BEGIN Passage shown

The law transfers 45 full-time equivalent positions and an estimated $810 million in federal funds and $16.8 million in general revenue from the Department of Education to the Department of Agriculture and Consumer Services for the administration of the school food and nutrition programs.

In May, Putnam said he was considering placing restrictions on the kinds of snack food that could be distributed from school vending machines as one avenue to encourage better eating habits among students.

Public schools have become the conduits for programs aimed at improving the diets of growing children, many of whom rely upon free and reduced school lunches to meet their daily nutritional needs. School breakfast and summer lunch programs have over the years become more widespread as officials attempt to improve the diets of a generation of young people more familiar with the names of fast food chains than vegetables.

“With the Healthy Schools for Healthy Lives Act signed today, we can continue our mission of ending childhood hunger and extending nutrition to all of Florida’s children,” said Debra Susie, Executive Director for Florida Impact and the Florida Partnership to End Childhood Hunger.

______________________________________

TALLAHASSEE, Fla. (AP) - June 23, 2011 -

Gov. Rick Scott has signed bills limiting lawsuits against automakers and giving the state's agriculture commissioner authority over school food programs.

Scott signed the new laws Thursday.

END Passage shown
BEGIN Data supplied

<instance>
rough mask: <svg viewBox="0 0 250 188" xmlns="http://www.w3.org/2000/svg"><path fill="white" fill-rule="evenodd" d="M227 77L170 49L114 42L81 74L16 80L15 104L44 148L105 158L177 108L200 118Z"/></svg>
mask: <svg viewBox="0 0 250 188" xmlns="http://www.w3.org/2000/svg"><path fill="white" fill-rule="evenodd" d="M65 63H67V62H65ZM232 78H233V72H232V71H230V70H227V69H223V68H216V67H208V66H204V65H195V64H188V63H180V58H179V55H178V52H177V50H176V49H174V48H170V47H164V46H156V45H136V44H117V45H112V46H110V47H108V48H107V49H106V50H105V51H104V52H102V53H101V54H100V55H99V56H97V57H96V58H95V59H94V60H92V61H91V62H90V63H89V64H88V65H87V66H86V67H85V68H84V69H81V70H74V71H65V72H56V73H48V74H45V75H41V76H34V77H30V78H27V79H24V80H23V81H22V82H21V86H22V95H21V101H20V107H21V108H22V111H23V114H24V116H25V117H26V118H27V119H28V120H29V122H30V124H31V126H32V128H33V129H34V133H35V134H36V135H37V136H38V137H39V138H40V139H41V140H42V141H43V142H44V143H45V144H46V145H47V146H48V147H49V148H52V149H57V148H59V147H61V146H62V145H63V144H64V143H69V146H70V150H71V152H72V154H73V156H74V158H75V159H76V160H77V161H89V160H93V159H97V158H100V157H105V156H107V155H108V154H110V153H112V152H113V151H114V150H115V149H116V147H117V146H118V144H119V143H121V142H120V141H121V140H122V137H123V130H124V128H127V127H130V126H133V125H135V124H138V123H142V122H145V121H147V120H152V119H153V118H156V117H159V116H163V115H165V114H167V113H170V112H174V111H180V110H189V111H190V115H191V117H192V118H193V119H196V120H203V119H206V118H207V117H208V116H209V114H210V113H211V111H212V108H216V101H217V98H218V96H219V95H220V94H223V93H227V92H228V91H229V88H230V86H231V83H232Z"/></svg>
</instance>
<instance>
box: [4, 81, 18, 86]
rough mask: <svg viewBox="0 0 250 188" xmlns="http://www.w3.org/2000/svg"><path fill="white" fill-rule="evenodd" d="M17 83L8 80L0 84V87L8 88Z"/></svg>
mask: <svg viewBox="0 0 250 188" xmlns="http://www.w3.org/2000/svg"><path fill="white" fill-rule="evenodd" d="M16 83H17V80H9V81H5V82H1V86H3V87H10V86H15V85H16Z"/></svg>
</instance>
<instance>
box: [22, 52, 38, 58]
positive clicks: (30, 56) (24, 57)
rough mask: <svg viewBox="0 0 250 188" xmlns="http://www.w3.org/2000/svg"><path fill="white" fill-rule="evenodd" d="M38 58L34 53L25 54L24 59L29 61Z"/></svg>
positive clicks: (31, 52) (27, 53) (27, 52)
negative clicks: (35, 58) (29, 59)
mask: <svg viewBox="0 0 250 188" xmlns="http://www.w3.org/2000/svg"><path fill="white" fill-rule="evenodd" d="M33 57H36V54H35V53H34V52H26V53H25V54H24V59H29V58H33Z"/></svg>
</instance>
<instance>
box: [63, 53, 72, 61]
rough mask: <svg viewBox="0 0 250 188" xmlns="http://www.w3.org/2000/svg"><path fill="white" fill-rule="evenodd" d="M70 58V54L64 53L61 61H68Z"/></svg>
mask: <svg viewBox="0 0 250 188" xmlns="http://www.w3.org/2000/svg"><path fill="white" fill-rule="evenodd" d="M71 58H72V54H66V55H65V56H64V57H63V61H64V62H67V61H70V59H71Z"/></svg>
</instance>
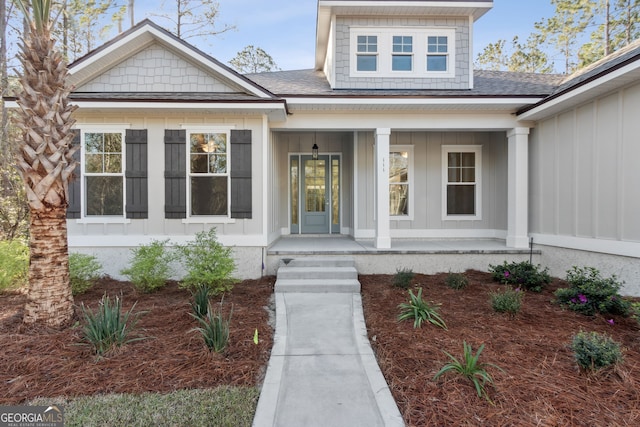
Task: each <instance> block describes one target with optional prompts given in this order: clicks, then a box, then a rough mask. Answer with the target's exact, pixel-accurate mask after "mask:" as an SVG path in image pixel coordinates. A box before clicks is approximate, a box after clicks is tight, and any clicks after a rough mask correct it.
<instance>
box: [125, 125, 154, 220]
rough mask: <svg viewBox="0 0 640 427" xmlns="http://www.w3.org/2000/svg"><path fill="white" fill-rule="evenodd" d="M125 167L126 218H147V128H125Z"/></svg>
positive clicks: (147, 181)
mask: <svg viewBox="0 0 640 427" xmlns="http://www.w3.org/2000/svg"><path fill="white" fill-rule="evenodd" d="M125 146H126V150H127V152H126V157H127V167H126V169H125V173H124V175H125V178H126V180H127V181H126V184H127V203H126V205H125V211H126V213H127V218H149V191H148V179H147V163H148V161H147V130H146V129H127V133H126V135H125Z"/></svg>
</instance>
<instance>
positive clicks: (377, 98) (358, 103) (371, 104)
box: [285, 96, 544, 107]
mask: <svg viewBox="0 0 640 427" xmlns="http://www.w3.org/2000/svg"><path fill="white" fill-rule="evenodd" d="M285 99H286V101H287V104H289V105H291V106H294V105H336V107H339V106H340V105H379V106H384V105H418V106H419V105H487V106H491V105H505V104H513V105H522V104H535V103H536V102H540V101H541V100H542V99H544V98H543V97H535V98H533V97H531V98H421V97H415V98H388V97H380V98H342V97H328V96H326V97H318V98H311V97H310V98H300V97H293V98H285Z"/></svg>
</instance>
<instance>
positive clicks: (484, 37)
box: [127, 0, 554, 70]
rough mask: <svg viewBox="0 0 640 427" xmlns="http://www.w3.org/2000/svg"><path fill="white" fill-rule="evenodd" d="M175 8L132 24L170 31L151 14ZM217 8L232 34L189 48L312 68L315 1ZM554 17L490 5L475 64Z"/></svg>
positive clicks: (532, 2) (474, 58) (161, 3)
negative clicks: (550, 18) (244, 55)
mask: <svg viewBox="0 0 640 427" xmlns="http://www.w3.org/2000/svg"><path fill="white" fill-rule="evenodd" d="M174 2H175V0H160V1H159V0H135V8H134V9H135V16H134V18H135V21H136V22H139V21H141V20H143V19H145V18H150V19H151V20H153V21H155V22H156V23H158V24H159V25H161V26H165V25H170V24H169V22H168V21H166V20H164V19H162V18H159V17H157V16H152V15H151V13H156V14H158V13H161V10H162V8H164V9H165V10H167V11H169V10H170V8H171V6H170V5H172V4H175V3H174ZM218 2H219V4H220V10H219V22H221V23H225V24H228V25H234V26H235V27H236V29H235V30H232V31H229V32H226V33H223V34H221V35H218V36H216V37H212V38H209V39H208V40H201V39H190V40H187V41H188V42H189V43H191V44H193V45H194V46H196V47H197V48H199V49H200V50H202V51H204V52H206V53H208V54H209V55H211V56H213V57H214V58H216V59H217V60H219V61H221V62H223V63H225V64H226V63H228V62H229V60H230V59H232V58H233V57H235V56H236V54H237V53H238V52H239V51H241V50H242V49H243V48H244V47H246V46H248V45H253V46H255V47H260V48H262V49H263V50H264V51H265V52H267V53H268V54H269V55H271V57H272V58H273V59H274V60H275V62H276V64H277V65H278V67H279V68H280V69H282V70H298V69H309V68H313V66H314V53H315V36H316V11H317V0H218ZM159 4H160V6H159ZM163 5H164V6H163ZM553 12H554V9H553V6H552V5H551V4H550V1H549V0H494V1H493V9H491V10H490V11H489V12H488V13H486V14H485V15H484V16H482V17H481V18H480V19H479V20H478V21H476V23H475V25H474V45H473V47H474V55H473V57H474V59H475V57H476V56H477V55H478V53H480V52H481V51H482V50H483V49H484V47H485V46H487V44H489V43H493V42H496V41H498V40H499V39H505V40H507V45H508V46H509V45H510V42H511V40H512V39H513V37H514V36H516V35H517V36H519V37H520V40H521V41H525V40H526V38H527V37H528V35H529V34H530V33H531V32H533V30H534V23H535V22H538V21H541V20H542V18H549V17H551V16H553ZM127 22H128V20H127Z"/></svg>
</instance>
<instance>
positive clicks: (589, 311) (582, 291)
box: [555, 266, 631, 316]
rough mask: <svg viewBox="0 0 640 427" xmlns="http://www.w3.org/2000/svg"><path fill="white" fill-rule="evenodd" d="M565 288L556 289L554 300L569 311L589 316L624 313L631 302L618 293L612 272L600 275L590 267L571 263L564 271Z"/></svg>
mask: <svg viewBox="0 0 640 427" xmlns="http://www.w3.org/2000/svg"><path fill="white" fill-rule="evenodd" d="M567 282H568V283H569V287H568V288H560V289H558V290H556V292H555V297H556V301H557V302H558V303H559V304H561V305H563V306H565V307H568V308H569V309H571V310H573V311H577V312H578V313H582V314H585V315H587V316H593V315H594V314H596V313H602V314H619V315H623V316H626V315H628V314H629V312H630V309H631V303H630V302H629V301H627V300H625V299H624V298H622V296H620V294H619V293H618V291H619V290H620V288H621V287H622V283H621V282H619V281H618V280H617V278H616V276H611V277H608V278H604V277H602V276H601V275H600V272H599V271H598V270H597V269H595V268H593V267H585V268H578V267H575V266H574V267H573V268H572V269H571V270H569V271H567Z"/></svg>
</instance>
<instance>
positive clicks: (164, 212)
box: [164, 129, 187, 218]
mask: <svg viewBox="0 0 640 427" xmlns="http://www.w3.org/2000/svg"><path fill="white" fill-rule="evenodd" d="M186 156H187V131H185V130H170V129H166V130H165V131H164V201H165V205H164V217H165V218H186V217H187V169H186V168H187V157H186Z"/></svg>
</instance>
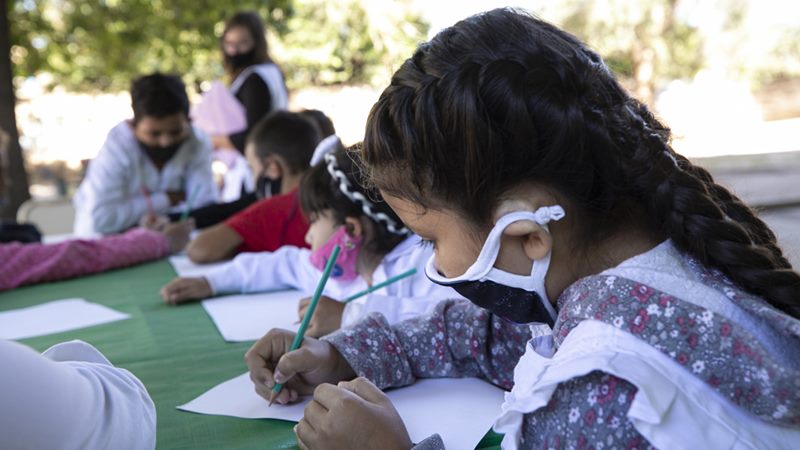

END Data supplied

#### [How to complete this task]
Rewrite the news passage about Florida's school food programs, everything from "Gov. Rick Scott" down to "new laws Thursday.", replacing "automakers" with "car manufacturers". These entries are a separate body of material, unrelated to the news passage.

#### [Answer section]
Gov. Rick Scott has signed bills limiting lawsuits against car manufacturers and giving the state's agriculture commissioner authority over school food programs.

Scott signed the new laws Thursday.